(Labels for object points)
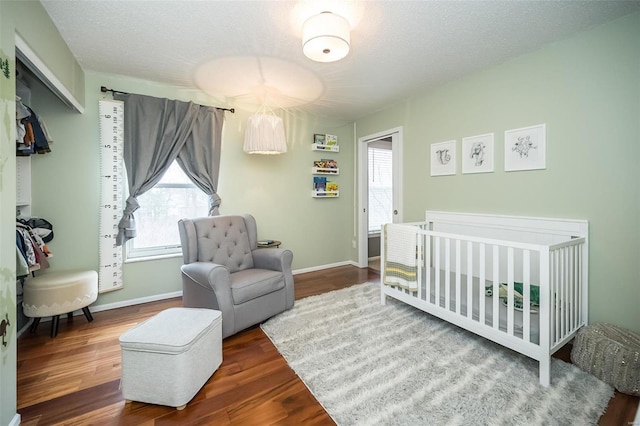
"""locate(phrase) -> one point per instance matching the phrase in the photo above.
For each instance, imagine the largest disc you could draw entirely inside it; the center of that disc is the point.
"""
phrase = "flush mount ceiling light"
(325, 37)
(264, 134)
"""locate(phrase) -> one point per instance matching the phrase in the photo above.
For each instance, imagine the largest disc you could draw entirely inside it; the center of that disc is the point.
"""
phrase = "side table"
(268, 244)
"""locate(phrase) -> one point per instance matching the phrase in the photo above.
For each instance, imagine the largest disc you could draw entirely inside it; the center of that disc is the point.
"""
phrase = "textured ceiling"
(244, 53)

INSTRUCTIONS FOR THE TASK>
Write out all the rows above again, requests included, shifting each point coordinate in the answers by adding -8 to it. Leave the pictures out.

CORRECT OUTPUT>
"""locate(phrase) -> one point per instance matching the phrase in the photo above.
For each instance, imagine the largest disc you could draw entirely inside it; the center of that disc is the point.
"""
phrase = "flush mount ceiling light"
(317, 29)
(256, 126)
"""locate(phrase) -> one point per instance matching the phrase in the photo above.
For each instance, imagine the largest disc you could draw entirely inside it; the center of that disc is the point.
"""
phrase = "side table"
(260, 236)
"""locate(phrase) -> one point per instance matching the phrase in the photo above.
For each instance, imagine the largest disc you could draw entirely inside it; the center of that disc is the point.
"""
phrase = "textured ceiling"
(236, 45)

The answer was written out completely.